Task objective: Determine the number of lines in the material below that contain the string "boot", and reply with that number alone.

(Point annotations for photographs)
+===+

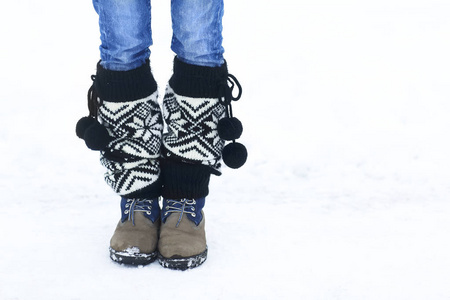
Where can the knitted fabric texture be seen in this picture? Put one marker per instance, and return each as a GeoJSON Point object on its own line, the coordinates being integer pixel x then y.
{"type": "Point", "coordinates": [192, 147]}
{"type": "Point", "coordinates": [131, 159]}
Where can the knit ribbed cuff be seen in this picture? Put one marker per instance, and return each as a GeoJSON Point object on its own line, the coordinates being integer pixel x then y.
{"type": "Point", "coordinates": [183, 180]}
{"type": "Point", "coordinates": [197, 81]}
{"type": "Point", "coordinates": [124, 86]}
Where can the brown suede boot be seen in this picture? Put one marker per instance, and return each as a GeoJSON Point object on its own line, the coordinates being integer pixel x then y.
{"type": "Point", "coordinates": [182, 240]}
{"type": "Point", "coordinates": [136, 236]}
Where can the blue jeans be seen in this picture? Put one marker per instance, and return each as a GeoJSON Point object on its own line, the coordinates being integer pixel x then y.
{"type": "Point", "coordinates": [126, 35]}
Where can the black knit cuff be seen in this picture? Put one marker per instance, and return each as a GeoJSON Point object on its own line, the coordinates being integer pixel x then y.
{"type": "Point", "coordinates": [183, 180]}
{"type": "Point", "coordinates": [123, 86]}
{"type": "Point", "coordinates": [197, 81]}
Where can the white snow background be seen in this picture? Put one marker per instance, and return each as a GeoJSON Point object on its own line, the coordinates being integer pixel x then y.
{"type": "Point", "coordinates": [346, 191]}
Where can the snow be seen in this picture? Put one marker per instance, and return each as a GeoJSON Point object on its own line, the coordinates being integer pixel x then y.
{"type": "Point", "coordinates": [345, 194]}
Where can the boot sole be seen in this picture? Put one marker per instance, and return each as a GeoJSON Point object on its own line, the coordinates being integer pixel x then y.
{"type": "Point", "coordinates": [183, 263]}
{"type": "Point", "coordinates": [131, 258]}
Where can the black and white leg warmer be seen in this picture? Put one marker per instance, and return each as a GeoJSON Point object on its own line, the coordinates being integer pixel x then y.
{"type": "Point", "coordinates": [125, 124]}
{"type": "Point", "coordinates": [192, 148]}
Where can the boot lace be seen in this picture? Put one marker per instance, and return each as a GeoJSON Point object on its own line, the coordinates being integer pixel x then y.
{"type": "Point", "coordinates": [137, 205]}
{"type": "Point", "coordinates": [182, 206]}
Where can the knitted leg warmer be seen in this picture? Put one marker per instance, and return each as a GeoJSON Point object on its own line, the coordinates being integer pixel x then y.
{"type": "Point", "coordinates": [125, 124]}
{"type": "Point", "coordinates": [192, 147]}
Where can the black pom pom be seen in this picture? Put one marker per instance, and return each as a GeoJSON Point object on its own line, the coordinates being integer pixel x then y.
{"type": "Point", "coordinates": [234, 155]}
{"type": "Point", "coordinates": [82, 125]}
{"type": "Point", "coordinates": [97, 137]}
{"type": "Point", "coordinates": [229, 128]}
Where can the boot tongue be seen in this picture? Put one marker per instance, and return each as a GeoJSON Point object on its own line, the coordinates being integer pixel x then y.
{"type": "Point", "coordinates": [191, 208]}
{"type": "Point", "coordinates": [149, 207]}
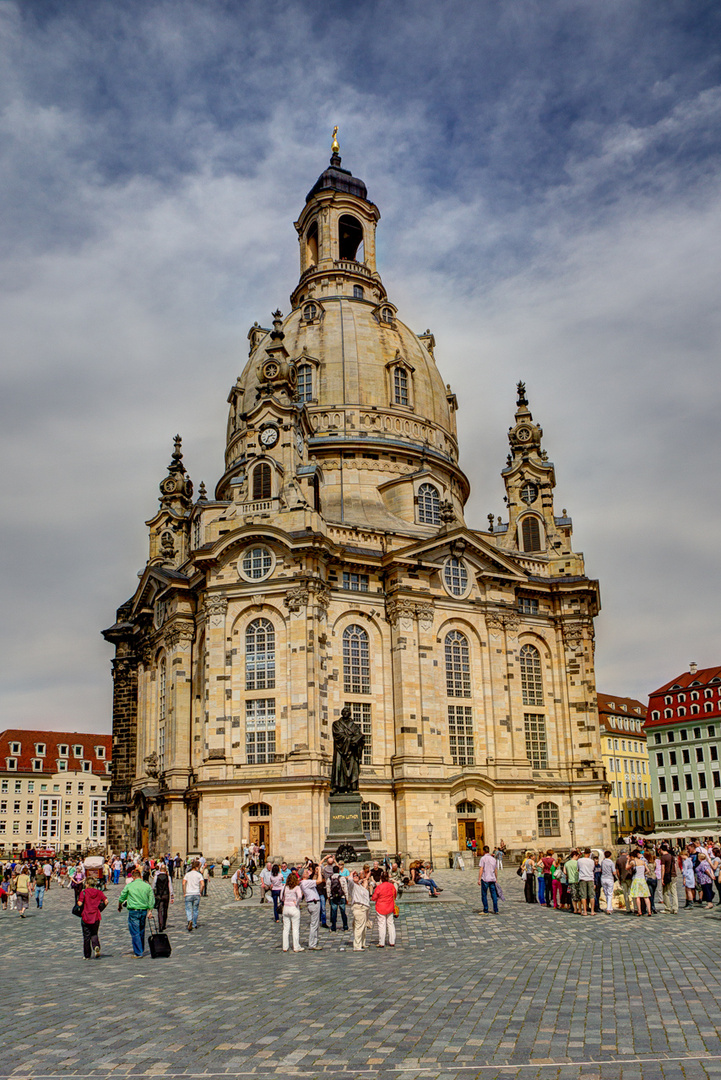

+===+

Output: 4